** Opening Task data block **

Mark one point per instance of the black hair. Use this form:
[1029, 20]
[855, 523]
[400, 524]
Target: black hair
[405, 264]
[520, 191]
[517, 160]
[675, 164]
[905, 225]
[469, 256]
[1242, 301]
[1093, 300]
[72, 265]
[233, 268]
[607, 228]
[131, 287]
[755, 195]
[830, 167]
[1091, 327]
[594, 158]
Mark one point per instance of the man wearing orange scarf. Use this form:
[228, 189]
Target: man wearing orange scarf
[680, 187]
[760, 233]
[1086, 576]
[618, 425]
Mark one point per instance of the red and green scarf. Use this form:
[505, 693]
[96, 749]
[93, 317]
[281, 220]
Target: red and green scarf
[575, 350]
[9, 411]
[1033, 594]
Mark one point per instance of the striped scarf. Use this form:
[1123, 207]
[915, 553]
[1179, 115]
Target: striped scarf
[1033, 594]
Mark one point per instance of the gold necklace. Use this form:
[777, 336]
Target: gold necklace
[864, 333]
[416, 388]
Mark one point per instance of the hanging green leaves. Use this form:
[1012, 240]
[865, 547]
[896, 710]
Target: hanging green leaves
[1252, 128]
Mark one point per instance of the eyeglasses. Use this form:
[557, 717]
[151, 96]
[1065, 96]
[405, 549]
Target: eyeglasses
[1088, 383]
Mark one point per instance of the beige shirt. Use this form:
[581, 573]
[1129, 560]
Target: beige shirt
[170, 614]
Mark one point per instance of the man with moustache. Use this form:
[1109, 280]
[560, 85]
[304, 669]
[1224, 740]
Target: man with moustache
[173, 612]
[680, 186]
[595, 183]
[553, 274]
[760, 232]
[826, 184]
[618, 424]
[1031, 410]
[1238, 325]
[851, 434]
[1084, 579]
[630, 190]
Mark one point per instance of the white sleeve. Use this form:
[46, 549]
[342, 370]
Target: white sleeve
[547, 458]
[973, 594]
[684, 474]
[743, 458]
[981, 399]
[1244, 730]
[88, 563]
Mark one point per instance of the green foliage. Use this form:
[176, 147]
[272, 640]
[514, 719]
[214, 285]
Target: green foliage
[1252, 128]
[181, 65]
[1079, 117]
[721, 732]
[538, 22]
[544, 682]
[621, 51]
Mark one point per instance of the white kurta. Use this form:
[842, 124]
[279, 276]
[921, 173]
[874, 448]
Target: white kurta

** Closing Task data block **

Every line that holds the word "point" should be copied from the records.

> [Output for this task]:
Mark one point per instance of the black hair. Use this form:
Mark one point per instance of the man wearing orange scarf. Use this form:
Mark one point per instance of the red and green scarf. Use this form:
Mark one point per instance of the striped scarf. Use this form:
Mark one point per instance of the gold necklace. Use this form:
Mark one point per instance of the hanging green leaves. Use this form:
Mark one point per instance of the eyeglasses. Use this form:
Mark one point per instance of the beige shirt. Use this form:
Mark one point per instance of the man with moustache. Use this form:
Mark one point per instance of the white sleeve. Use this form:
Mark one point per instance of the green foliage. Use this form:
Mark one point per instance of the white kurta. Use this form:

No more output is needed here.